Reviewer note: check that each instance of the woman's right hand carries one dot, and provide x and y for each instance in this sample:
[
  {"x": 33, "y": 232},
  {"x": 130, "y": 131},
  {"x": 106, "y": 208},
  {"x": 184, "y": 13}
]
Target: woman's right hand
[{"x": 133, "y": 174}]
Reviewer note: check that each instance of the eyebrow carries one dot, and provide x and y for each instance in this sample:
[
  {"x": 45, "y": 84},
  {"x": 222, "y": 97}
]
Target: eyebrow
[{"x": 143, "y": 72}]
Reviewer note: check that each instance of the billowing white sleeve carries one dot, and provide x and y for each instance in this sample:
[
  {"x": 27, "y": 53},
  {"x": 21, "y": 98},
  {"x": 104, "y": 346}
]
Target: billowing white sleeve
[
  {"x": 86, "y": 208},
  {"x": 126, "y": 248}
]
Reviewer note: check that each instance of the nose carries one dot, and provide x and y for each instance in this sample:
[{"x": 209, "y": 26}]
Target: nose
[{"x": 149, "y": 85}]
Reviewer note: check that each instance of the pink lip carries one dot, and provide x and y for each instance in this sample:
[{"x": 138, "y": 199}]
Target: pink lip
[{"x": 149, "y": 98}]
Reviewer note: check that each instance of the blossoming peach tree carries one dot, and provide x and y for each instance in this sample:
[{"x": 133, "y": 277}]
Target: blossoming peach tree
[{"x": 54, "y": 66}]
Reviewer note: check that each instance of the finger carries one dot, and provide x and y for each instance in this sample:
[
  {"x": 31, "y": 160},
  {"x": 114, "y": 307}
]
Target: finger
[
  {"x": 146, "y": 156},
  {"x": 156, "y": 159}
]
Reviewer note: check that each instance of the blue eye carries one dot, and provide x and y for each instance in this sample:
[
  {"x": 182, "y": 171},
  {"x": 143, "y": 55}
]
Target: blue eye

_Goal of the exercise_
Where a line of the records holds the word "note", copy that line.

_Output of the exercise_
Reviewer note: check that each instance of the woman's right hand carries one dot, and provide x and y for each instance in this sample:
Reviewer note: check that each instance of the eyebrow carries one dot, and provide x and y for each instance in this sample:
Reviewer note: check that each instance of the billowing white sleeve carries one dot, and provide x and y for each instance in this sample:
Reviewer note: check that each instance of the nose carries one dot, and provide x and y for each instance in this sample:
Reviewer note: check that each instance of the pink lip carries one dot, and provide x and y for each instance in this sample:
Reviewer note: check that each instance of the blossoming peach tree carries one dot, and provide x and y for each instance in this sample:
Reviewer note: check that each instance of the finger carries one dot, and provide x and y for each instance in this sample:
Reviewer note: check that each instance of the blue eye carries one dot, and provide x and y for each instance in this sample:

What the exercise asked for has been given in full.